## EXERCISE GOAL
Count the lines in the listing below that contain the string "turquoise", treating uppercase and lowercase as different. Give only the number.

## SUPPLIED MATERIAL
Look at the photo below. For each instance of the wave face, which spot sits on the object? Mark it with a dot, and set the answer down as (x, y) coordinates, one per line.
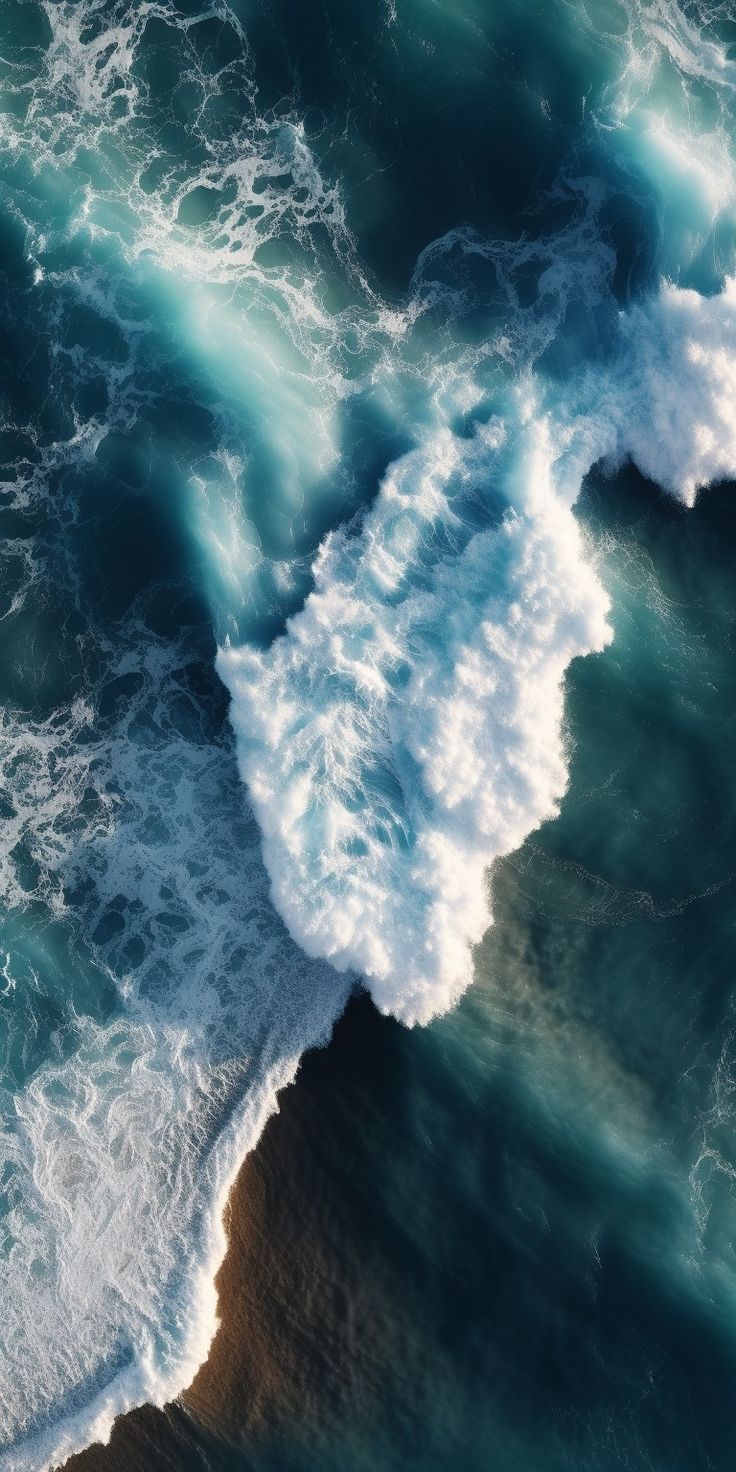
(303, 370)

---

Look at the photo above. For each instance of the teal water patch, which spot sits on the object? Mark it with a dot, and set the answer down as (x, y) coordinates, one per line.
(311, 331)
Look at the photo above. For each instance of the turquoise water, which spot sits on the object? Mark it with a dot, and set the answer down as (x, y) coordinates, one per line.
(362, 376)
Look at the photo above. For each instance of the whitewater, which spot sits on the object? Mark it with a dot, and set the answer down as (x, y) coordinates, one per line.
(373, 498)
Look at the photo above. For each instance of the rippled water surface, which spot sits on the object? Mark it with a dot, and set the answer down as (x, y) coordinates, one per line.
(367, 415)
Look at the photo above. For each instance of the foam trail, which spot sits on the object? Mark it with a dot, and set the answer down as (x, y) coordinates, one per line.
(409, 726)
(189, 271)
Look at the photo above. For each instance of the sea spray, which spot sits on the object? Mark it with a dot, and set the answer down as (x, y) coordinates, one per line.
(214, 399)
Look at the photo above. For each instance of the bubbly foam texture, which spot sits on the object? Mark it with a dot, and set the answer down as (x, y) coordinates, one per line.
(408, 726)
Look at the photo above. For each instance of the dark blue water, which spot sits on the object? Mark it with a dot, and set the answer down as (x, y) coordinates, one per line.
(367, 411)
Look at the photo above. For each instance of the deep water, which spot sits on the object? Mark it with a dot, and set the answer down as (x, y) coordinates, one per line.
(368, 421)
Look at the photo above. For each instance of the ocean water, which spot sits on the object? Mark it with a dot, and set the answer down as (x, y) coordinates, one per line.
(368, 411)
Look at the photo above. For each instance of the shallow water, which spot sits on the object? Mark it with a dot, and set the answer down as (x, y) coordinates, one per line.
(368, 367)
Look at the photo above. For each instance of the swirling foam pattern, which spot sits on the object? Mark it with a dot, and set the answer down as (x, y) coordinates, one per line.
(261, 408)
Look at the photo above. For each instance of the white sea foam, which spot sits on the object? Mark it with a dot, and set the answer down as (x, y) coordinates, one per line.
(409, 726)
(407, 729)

==

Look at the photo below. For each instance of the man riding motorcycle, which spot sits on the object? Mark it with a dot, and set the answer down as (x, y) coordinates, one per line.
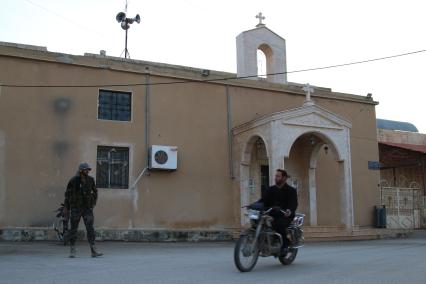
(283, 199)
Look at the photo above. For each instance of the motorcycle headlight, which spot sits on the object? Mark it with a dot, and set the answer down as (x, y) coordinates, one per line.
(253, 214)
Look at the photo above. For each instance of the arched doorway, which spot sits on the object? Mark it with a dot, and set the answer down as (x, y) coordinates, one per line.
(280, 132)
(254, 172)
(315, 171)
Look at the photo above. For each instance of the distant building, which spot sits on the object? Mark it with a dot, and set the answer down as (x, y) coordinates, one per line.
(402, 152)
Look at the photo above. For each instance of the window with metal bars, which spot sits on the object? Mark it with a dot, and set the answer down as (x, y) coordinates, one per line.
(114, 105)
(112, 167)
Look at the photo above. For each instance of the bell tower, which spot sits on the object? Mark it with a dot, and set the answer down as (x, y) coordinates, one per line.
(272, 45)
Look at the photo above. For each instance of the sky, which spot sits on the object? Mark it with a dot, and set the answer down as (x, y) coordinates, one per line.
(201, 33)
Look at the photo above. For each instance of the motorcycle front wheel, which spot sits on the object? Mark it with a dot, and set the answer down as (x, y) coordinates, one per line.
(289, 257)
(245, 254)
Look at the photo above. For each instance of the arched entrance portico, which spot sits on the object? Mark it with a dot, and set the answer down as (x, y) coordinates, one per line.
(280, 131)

## THE ANSWER
1